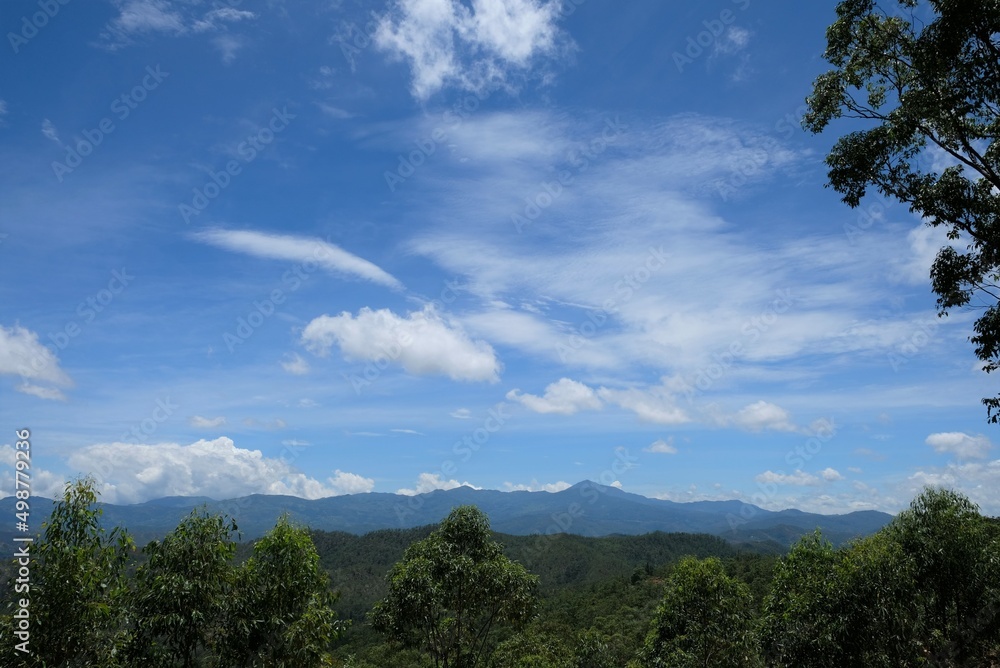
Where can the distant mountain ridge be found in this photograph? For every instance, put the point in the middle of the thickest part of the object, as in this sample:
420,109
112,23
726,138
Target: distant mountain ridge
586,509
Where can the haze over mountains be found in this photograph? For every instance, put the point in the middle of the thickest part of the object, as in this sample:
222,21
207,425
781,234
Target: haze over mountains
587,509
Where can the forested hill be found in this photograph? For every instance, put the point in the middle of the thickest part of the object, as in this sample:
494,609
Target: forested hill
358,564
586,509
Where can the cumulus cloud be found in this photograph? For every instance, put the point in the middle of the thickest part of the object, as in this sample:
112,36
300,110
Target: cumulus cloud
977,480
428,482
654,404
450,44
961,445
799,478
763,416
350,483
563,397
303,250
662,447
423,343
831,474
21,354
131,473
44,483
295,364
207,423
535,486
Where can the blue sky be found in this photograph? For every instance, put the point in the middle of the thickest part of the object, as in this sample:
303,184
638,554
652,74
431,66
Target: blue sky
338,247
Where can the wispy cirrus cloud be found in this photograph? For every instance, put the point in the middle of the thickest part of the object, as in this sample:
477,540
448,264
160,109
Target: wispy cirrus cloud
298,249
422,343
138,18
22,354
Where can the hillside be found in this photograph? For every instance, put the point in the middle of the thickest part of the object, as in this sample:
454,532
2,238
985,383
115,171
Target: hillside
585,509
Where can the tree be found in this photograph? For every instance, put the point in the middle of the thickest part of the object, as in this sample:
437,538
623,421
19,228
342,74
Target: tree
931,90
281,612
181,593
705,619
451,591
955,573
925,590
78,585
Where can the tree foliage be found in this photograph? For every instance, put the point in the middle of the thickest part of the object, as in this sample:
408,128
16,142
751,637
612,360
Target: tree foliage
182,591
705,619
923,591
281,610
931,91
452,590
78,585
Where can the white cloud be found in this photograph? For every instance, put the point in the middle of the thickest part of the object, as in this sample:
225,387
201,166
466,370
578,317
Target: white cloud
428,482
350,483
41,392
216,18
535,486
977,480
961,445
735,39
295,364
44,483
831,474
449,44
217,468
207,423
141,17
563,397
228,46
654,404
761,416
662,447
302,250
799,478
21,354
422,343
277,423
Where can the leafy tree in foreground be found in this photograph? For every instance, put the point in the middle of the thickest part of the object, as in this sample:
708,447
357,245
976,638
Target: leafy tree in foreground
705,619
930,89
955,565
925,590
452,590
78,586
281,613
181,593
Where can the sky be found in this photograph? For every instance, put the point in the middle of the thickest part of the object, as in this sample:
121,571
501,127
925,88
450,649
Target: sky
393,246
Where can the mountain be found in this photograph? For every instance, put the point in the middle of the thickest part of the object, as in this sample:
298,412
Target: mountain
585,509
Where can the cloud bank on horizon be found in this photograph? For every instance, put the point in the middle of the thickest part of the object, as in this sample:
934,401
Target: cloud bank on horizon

######

Locate "Where can the leafy" in the data above. Then repeat, exactly, its line and each line after it through the last, adding nothing.

RESPONSE BELOW:
Where can the leafy tree in foreground be found in this photograph? For every instance, put the point in the middle of the thickest part of the object, as in this sample:
708,447
357,245
976,638
Target: leafy tree in foreground
705,619
930,89
955,565
925,590
452,590
78,586
281,613
181,593
Where can the sky be found in this photograph? For every instance, put the point in the middle of the thickest part of the object, as in this sample:
121,571
501,127
925,88
450,649
Target: sky
393,246
Where can the mountain be found in this photograph? For every instance, put the point in the middle of the thickest part of the object, as in this sample:
298,412
Target: mountain
585,509
Where can the cloud bank on horizon be found in this photograph? For every instance, put the point in the middle of the thickest part of the object, as in this sample:
934,401
Target: cloud bank on horizon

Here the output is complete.